┌──

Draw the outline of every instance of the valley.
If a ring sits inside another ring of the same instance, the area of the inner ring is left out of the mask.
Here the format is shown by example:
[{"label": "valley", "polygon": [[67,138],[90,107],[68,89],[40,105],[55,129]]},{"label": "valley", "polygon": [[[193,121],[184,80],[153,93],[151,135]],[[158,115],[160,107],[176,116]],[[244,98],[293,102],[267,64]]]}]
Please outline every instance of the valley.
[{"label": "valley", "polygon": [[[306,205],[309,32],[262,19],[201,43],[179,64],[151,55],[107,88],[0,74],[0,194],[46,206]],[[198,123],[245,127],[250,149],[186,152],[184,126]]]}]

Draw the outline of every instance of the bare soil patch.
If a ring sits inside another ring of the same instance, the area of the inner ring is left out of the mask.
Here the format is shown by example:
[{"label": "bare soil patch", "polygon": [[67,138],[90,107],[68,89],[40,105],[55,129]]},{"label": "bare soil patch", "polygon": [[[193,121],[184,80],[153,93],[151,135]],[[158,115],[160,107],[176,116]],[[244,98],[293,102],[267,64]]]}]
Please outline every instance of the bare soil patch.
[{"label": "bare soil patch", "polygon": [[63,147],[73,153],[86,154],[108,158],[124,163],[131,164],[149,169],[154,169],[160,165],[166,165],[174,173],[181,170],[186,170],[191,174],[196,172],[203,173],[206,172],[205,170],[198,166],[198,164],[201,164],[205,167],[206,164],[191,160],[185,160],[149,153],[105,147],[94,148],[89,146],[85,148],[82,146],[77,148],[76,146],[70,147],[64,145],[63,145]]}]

└──

» **SHORT TASK**: Return all of the lines above word for word, with nothing changed.

» **WORKED SOLUTION**:
Draw the outline of every instance of the valley.
If a ring sits inside another ring of the same instance, the area of the inner ring is left out of the mask.
Here the format is shown by example:
[{"label": "valley", "polygon": [[67,138],[90,107],[68,89],[40,105],[55,129]]},{"label": "valley", "polygon": [[[193,121],[184,80],[153,93],[151,135]],[[158,115],[160,107],[176,116]],[[244,98],[293,102],[267,64]]]}]
Please outline every instance of the valley.
[{"label": "valley", "polygon": [[[306,205],[309,32],[262,19],[201,43],[179,64],[151,55],[107,88],[0,74],[0,194],[46,206]],[[198,123],[245,127],[250,149],[186,152],[184,126]]]}]

Draw the outline of every instance of the bare soil patch.
If a ring sits inside another ring of the same instance, the area of the inner ring is left out of the mask.
Here the format is shown by example:
[{"label": "bare soil patch", "polygon": [[67,138],[90,107],[68,89],[40,105],[55,129]]},{"label": "bare soil patch", "polygon": [[[193,121],[184,80],[153,93],[151,135]],[[158,115],[160,107],[176,116]],[[244,98],[293,102],[267,64]]]}]
Please outline every instance of the bare soil patch.
[{"label": "bare soil patch", "polygon": [[63,147],[73,153],[86,154],[108,158],[124,163],[131,164],[149,169],[154,169],[160,165],[166,165],[174,173],[181,170],[186,170],[191,174],[196,172],[203,173],[206,172],[205,170],[198,166],[198,164],[201,164],[205,167],[206,164],[191,160],[185,160],[149,153],[105,147],[94,148],[89,146],[85,148],[82,146],[77,148],[76,146],[70,147],[64,145],[63,145]]}]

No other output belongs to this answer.